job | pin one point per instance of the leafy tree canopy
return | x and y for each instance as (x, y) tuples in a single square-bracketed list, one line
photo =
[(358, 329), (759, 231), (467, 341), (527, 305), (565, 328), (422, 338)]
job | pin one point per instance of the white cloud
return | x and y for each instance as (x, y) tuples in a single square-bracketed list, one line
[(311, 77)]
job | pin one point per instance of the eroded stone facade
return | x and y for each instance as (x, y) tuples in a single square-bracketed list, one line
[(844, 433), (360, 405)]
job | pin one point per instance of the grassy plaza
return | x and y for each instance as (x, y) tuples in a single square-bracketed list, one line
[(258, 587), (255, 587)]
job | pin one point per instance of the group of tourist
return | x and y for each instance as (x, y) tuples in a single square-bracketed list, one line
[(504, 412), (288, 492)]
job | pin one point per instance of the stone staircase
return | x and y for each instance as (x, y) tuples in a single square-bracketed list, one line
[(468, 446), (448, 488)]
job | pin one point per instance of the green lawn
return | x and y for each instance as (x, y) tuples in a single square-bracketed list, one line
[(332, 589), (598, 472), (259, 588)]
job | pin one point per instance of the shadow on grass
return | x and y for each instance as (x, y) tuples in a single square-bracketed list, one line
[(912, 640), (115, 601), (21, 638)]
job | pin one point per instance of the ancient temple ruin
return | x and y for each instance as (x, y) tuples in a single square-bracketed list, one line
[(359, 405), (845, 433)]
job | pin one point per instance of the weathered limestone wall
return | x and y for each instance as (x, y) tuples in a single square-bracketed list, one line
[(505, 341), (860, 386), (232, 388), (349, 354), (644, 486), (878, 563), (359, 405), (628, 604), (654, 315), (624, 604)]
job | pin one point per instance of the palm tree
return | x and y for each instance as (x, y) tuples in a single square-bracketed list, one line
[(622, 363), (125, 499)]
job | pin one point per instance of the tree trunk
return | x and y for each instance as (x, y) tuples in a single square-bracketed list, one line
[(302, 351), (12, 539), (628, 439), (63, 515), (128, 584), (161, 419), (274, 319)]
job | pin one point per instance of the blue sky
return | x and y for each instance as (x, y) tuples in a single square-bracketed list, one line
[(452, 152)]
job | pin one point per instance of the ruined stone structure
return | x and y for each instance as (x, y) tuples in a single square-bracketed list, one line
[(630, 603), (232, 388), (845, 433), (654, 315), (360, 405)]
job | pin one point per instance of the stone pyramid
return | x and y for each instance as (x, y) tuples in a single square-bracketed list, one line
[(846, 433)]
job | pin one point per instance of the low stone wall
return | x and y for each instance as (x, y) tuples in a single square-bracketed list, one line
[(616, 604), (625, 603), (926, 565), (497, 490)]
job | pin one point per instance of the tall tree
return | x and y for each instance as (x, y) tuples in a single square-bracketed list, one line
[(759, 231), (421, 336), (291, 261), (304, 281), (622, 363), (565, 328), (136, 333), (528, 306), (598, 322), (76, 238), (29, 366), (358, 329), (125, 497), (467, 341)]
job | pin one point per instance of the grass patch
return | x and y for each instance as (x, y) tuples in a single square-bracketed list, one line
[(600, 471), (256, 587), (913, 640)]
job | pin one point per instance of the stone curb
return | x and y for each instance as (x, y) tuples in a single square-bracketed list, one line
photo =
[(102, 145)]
########
> **What is needed**
Some lines of the data above may hold the word "tree"; report how many do, and nothing else.

> **Task result**
4